**Short task 1**
Repeat the passage on electric vehicles word for word, from "Further take up" up to and including "deployment of Electric vehicles.".

Electric vehicles are based on two overarching concepts: Electric vehicles that rely on energy stored in batteries and Electric vehicles that provide the energy on board by a fuel cell or any other alternative. Both concepts are predicted to reduce carbon dioxide emissions.
Further take up of Electric vehicles changes the value chain. Deployment of charging infrastructures is essential for the adoption of Electric vehicles. This implies that new actors are going to be introduced in the ecosystem, in addition to established operators of gas/fuel stations. New operators of charging infrastructures, public, private and hybrid, are experimenting with new and innovative business models. Furthermore, IT firms, mobile phone companies and electricity companies are also going to be involved in the ecosystem of Electric vehicles. The entrance of new actors in the value chain is predicted to be a game-changing aspect of the deployment of Electric vehicles.
Other technologies like Advanced industrial robotics (AIR) and Industrial internet of things (IIoT) are used in the manufacturing of Electric vehicles. Together, this leads to further automation of the production processes, with electrical vehicles creating a momentum to modernise or replace factories and production lines.

**Short task 2**
Please reproduce the records exactly, from their first line up to and including the line with "top-left (0, 5), bottom-right (474, 314)".

**Region annotation entries**
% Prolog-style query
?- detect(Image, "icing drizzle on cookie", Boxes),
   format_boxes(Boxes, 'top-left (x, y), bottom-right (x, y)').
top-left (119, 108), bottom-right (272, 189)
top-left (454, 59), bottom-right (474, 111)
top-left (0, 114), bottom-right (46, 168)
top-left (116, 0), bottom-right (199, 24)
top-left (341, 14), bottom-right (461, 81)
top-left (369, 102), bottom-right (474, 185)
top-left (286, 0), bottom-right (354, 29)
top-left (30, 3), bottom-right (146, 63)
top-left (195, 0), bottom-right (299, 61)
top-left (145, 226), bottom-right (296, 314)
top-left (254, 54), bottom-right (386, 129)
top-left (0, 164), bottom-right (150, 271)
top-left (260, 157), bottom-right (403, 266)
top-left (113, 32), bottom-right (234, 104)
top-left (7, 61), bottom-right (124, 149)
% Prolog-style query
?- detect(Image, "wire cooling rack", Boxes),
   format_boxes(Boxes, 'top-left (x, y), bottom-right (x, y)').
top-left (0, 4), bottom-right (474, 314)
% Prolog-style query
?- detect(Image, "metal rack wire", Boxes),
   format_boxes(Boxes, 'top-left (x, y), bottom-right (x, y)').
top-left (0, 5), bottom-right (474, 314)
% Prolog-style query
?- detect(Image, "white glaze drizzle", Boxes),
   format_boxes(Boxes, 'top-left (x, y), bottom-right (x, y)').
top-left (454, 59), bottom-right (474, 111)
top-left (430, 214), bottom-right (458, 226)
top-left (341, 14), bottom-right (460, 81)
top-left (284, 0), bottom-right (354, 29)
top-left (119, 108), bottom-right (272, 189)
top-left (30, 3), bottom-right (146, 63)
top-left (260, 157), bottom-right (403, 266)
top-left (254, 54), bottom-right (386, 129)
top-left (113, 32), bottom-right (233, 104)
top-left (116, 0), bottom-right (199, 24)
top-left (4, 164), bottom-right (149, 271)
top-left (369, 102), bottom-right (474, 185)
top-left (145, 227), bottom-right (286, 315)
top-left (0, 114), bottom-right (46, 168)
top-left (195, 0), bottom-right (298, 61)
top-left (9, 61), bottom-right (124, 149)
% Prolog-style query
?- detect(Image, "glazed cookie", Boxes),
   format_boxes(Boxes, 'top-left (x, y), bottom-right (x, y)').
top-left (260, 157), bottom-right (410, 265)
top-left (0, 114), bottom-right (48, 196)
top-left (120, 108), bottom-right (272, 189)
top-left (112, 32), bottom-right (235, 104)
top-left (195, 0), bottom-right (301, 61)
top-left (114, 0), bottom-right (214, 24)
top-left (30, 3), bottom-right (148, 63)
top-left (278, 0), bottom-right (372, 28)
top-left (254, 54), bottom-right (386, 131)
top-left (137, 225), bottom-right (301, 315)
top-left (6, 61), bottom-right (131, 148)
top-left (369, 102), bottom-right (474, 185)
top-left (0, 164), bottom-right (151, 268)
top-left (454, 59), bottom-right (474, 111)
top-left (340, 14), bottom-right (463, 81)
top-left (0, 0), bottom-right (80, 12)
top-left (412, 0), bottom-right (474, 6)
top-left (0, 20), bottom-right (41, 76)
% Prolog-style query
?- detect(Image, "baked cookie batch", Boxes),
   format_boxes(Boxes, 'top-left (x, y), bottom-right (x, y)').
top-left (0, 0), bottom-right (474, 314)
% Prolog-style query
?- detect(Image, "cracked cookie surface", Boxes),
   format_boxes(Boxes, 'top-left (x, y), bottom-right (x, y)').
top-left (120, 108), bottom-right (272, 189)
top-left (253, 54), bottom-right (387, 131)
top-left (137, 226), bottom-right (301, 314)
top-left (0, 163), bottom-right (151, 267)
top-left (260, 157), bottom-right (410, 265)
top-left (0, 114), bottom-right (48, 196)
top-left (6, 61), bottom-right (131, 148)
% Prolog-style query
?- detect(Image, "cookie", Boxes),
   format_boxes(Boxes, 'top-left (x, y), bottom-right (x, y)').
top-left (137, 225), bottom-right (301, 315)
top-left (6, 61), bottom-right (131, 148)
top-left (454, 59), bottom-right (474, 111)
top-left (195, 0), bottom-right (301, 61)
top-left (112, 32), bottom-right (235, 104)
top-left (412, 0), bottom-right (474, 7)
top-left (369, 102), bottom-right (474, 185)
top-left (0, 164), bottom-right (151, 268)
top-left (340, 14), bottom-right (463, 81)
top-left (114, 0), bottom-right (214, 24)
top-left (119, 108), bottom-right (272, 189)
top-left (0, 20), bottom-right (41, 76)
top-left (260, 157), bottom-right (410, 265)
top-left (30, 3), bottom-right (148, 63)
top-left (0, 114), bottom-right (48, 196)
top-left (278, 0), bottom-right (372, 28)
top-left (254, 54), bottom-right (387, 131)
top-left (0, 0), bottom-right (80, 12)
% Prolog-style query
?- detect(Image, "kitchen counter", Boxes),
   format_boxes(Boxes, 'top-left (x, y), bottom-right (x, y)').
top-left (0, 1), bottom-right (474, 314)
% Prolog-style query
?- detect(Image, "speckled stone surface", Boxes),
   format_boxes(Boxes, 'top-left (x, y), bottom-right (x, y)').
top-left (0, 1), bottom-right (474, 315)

**Correct response 1**
Further take up of Electric vehicles changes the value chain. Deployment of charging infrastructures is essential for the adoption of Electric vehicles. This implies that new actors are going to be introduced in the ecosystem, in addition to established operators of gas/fuel stations. New operators of charging infrastructures, public, private and hybrid, are experimenting with new and innovative business models. Furthermore, IT firms, mobile phone companies and electricity companies are also going to be involved in the ecosystem of Electric vehicles. The entrance of new actors in the value chain is predicted to be a game-changing aspect of the deployment of Electric vehicles.

**Correct response 2**
% Prolog-style query
?- detect(Image, "icing drizzle on cookie", Boxes),
   format_boxes(Boxes, 'top-left (x, y), bottom-right (x, y)').
top-left (119, 108), bottom-right (272, 189)
top-left (454, 59), bottom-right (474, 111)
top-left (0, 114), bottom-right (46, 168)
top-left (116, 0), bottom-right (199, 24)
top-left (341, 14), bottom-right (461, 81)
top-left (369, 102), bottom-right (474, 185)
top-left (286, 0), bottom-right (354, 29)
top-left (30, 3), bottom-right (146, 63)
top-left (195, 0), bottom-right (299, 61)
top-left (145, 226), bottom-right (296, 314)
top-left (254, 54), bottom-right (386, 129)
top-left (0, 164), bottom-right (150, 271)
top-left (260, 157), bottom-right (403, 266)
top-left (113, 32), bottom-right (234, 104)
top-left (7, 61), bottom-right (124, 149)
% Prolog-style query
?- detect(Image, "wire cooling rack", Boxes),
   format_boxes(Boxes, 'top-left (x, y), bottom-right (x, y)').
top-left (0, 4), bottom-right (474, 314)
% Prolog-style query
?- detect(Image, "metal rack wire", Boxes),
   format_boxes(Boxes, 'top-left (x, y), bottom-right (x, y)').
top-left (0, 5), bottom-right (474, 314)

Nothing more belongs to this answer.